## DATA SECTION
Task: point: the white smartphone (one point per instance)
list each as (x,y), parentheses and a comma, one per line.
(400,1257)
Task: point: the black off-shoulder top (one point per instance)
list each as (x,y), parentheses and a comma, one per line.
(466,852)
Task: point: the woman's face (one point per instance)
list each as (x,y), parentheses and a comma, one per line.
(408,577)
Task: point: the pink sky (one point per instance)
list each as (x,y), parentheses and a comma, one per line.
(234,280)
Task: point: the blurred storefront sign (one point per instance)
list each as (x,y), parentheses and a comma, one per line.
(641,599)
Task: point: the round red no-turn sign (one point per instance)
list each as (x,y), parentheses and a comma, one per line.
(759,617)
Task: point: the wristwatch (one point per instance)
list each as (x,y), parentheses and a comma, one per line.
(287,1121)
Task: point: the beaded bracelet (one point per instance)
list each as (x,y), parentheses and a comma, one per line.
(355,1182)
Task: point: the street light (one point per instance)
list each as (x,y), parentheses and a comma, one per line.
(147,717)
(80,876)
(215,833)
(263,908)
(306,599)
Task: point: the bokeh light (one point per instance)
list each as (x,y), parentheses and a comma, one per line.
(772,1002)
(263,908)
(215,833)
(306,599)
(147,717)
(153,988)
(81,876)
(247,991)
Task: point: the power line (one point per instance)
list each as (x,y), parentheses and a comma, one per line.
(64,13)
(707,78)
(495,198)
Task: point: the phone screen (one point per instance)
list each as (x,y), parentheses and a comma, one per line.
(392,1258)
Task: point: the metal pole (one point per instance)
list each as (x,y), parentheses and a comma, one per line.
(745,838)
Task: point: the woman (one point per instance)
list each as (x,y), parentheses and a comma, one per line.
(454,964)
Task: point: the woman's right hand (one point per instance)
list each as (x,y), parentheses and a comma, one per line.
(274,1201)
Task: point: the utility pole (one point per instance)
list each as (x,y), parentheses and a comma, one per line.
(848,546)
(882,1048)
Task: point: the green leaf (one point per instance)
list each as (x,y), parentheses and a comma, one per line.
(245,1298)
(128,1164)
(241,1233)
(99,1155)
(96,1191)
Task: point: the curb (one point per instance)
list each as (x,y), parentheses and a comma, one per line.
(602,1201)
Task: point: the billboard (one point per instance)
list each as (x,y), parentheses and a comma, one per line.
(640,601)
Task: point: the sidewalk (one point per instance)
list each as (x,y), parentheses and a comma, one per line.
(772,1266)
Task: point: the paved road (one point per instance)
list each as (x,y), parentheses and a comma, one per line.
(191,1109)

## SHORT PROBLEM
Convert every line of the data above into a JSON array of strings, with one string per line and blank lines omitted.

## OUTPUT OF THE EXERCISE
[
  "Task: point: the white smartphone (one point per instance)",
  "list each as (x,y), parentheses and a comma, one per line.",
  "(400,1257)",
  "Task: point: the black off-shoulder top (one point per instance)",
  "list each as (x,y), parentheses and a comma, one per line.",
  "(466,852)",
  "Task: point: the woman's face (one point per instance)",
  "list each as (x,y), parentheses and a comma, one per line.",
  "(408,577)",
  "Task: point: the pink sky (one point per instance)",
  "list each as (x,y), parentheses and a comma, one per line.",
  "(234,280)",
  "Task: point: the blurred storefront sign (one point per instance)",
  "list each as (x,y), parentheses and a comma, one per line.",
  "(641,599)",
  "Task: point: the round red no-turn sign (one point per instance)",
  "list each as (x,y), parentheses and a comma, one per line.",
  "(759,617)",
  "Task: point: the wristwatch (one point per instance)",
  "list each as (x,y), parentheses and a comma, one per line.",
  "(287,1121)",
  "Task: point: the beaded bracelet (one point per instance)",
  "list each as (x,y), parentheses and a comma, one per line.",
  "(355,1182)",
  "Task: point: the street light (one point per instance)",
  "list each as (x,y), parentheses and a comma, one per line.",
  "(147,717)",
  "(80,876)",
  "(215,833)",
  "(263,908)",
  "(306,599)",
  "Task: point: the bokeh light (one point per instance)",
  "list each as (x,y), parentheses and a comma, one per line.",
  "(772,1002)",
  "(263,908)",
  "(215,833)",
  "(306,599)",
  "(147,717)",
  "(153,988)",
  "(81,876)",
  "(247,991)",
  "Task: point: the power line (one point per instance)",
  "list each as (x,y), parentheses and a comma, one per line.",
  "(64,13)",
  "(707,78)",
  "(495,198)",
  "Task: point: the phone screen (one point per instance)",
  "list each as (x,y), parentheses and a comma, one per line.",
  "(392,1258)",
  "Task: point: the metal pole (one point per instance)",
  "list each as (x,y), parentheses and a comma, one per line.",
  "(745,838)",
  "Task: point: the woman (one point per instance)",
  "list each as (x,y), parentheses and a comma, one per line.",
  "(454,964)",
  "Task: point: the woman's right hand (one point per instance)",
  "list each as (x,y), parentheses and a comma, one per line.",
  "(274,1201)",
  "Task: point: the utility pole (one point per instance)",
  "list each as (x,y), parentheses and a comma, one per line.",
  "(848,546)",
  "(882,1048)",
  "Task: point: the green leaf (one point per instance)",
  "list each as (x,y), parentheses and a comma, one per line.",
  "(245,1298)",
  "(128,1164)",
  "(241,1233)",
  "(99,1155)",
  "(96,1191)",
  "Task: point: the curb (one point per instance)",
  "list each as (x,y), parentheses and a comma, one per line.",
  "(602,1201)",
  "Task: point: the billboard (one point per instance)",
  "list each as (x,y), parentheses and a comma, one per line.",
  "(640,601)",
  "Task: point: the sidewalk (one point per instance)",
  "list each as (x,y), parentheses and a comma, one per line.",
  "(772,1266)",
  "Task: point: the paved road (one point per instance)",
  "list each as (x,y), parentheses and a comma, one per line.",
  "(191,1109)"
]